Return only the lines starting at the line that contains "Target: white airplane" and ending with the final line of the listing; include both endpoints.

═════ The records

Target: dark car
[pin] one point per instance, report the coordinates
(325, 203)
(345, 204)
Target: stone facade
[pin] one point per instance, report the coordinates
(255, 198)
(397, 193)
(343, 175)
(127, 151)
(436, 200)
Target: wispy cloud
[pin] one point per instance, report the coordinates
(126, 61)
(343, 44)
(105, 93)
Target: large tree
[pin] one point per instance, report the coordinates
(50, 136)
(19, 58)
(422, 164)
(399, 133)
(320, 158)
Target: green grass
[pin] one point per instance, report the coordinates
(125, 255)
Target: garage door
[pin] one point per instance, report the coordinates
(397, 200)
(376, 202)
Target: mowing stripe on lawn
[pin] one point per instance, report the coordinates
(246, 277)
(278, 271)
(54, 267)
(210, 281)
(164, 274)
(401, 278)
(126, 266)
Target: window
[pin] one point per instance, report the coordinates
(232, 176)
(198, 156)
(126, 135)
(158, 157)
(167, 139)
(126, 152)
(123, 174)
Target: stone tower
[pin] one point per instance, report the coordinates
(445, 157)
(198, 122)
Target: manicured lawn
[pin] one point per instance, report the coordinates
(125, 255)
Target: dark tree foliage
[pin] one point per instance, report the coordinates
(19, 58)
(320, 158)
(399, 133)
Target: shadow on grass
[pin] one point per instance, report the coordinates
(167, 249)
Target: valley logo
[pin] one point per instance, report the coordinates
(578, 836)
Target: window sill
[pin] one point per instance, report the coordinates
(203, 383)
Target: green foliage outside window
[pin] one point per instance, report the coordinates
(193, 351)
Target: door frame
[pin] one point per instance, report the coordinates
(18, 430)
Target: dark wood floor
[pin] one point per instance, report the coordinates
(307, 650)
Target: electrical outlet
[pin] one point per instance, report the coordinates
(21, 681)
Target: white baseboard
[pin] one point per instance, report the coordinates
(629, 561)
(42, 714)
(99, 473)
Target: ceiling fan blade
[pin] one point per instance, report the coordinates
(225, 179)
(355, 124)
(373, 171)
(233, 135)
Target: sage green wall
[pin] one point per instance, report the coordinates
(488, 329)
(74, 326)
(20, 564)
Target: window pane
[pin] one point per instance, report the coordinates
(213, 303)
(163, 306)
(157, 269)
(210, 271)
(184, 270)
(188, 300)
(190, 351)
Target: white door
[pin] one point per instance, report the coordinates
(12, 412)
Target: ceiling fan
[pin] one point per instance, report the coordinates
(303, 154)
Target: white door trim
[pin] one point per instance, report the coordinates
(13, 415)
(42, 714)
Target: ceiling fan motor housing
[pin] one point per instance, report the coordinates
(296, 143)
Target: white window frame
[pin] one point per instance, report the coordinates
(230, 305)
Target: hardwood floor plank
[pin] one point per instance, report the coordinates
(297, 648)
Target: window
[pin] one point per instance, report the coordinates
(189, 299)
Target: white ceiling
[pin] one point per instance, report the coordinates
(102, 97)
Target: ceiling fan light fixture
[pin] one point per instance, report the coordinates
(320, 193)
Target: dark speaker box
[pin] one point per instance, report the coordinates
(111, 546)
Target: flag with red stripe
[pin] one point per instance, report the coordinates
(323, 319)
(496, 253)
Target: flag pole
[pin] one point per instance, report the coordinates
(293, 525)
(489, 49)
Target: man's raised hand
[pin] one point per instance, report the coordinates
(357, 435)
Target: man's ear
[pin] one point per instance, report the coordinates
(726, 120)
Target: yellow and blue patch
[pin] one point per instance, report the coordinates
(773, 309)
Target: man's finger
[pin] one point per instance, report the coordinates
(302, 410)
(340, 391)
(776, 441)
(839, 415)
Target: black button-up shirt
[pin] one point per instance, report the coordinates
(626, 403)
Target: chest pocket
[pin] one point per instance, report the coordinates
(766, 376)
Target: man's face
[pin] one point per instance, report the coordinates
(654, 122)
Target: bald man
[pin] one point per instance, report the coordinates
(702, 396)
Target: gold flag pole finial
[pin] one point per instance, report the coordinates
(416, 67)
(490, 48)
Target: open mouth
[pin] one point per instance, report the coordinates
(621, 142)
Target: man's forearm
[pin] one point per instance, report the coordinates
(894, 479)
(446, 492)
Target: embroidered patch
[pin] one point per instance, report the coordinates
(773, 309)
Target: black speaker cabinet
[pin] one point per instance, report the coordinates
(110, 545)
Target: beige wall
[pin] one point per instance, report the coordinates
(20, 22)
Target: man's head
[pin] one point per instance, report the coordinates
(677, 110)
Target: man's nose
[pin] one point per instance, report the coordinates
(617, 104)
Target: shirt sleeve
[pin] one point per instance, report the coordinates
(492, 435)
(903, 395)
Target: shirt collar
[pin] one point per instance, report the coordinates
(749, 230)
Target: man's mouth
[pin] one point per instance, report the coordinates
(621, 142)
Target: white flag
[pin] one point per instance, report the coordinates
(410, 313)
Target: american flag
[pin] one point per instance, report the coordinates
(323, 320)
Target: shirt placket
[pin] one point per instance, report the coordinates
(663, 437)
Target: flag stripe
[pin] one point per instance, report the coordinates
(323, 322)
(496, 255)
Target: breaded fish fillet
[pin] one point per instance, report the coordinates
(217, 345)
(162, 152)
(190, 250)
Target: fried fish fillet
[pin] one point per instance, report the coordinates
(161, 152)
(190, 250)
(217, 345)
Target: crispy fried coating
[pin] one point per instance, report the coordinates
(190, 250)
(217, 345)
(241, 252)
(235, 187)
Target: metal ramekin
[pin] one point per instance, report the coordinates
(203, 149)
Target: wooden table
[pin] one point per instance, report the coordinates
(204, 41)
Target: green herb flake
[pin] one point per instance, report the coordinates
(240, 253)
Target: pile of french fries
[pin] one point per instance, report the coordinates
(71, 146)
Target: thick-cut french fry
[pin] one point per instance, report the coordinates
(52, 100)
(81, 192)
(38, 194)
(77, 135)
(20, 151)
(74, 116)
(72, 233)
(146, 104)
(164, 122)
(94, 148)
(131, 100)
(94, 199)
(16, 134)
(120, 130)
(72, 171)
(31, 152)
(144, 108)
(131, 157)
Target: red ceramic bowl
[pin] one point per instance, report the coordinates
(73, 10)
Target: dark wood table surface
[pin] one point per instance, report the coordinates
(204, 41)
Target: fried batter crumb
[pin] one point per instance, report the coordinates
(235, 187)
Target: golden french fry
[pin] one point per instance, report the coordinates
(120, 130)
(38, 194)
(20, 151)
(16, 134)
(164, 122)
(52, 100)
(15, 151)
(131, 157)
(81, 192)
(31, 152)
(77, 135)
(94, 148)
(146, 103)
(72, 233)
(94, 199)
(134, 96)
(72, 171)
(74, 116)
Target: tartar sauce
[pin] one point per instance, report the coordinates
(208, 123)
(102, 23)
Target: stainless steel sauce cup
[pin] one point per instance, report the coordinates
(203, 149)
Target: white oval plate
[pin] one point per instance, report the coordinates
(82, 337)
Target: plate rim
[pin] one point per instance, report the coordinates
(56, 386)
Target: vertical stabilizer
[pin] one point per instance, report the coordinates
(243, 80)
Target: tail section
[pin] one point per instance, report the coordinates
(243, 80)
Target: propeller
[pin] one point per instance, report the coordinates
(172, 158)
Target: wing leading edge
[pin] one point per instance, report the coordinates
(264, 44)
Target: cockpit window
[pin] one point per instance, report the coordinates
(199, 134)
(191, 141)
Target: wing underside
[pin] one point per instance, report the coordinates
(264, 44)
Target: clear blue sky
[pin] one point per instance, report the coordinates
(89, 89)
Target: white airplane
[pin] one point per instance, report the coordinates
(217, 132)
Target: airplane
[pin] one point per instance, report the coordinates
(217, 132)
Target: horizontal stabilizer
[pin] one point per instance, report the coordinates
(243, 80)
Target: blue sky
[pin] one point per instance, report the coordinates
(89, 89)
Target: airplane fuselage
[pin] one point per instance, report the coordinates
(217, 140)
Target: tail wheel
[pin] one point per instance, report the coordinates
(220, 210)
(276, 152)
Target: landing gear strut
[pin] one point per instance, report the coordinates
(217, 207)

══════════

Response for this exercise
Target: white airplane
[pin] one point per instance, report the coordinates
(217, 132)
Target: airplane
[pin] one point per instance, report the coordinates
(217, 132)
Target: horizontal stabilizer
[pin] one point per instance, report the coordinates
(243, 80)
Target: blue sky
[pin] one point per instance, report the coordinates
(89, 89)
Target: airplane fuselage
[pin] one point per instance, report the coordinates
(217, 140)
Target: tail wheel
[pin] one point per instance, report the coordinates
(220, 210)
(276, 152)
Target: landing gear strut
[pin] one point per instance, report the coordinates
(217, 207)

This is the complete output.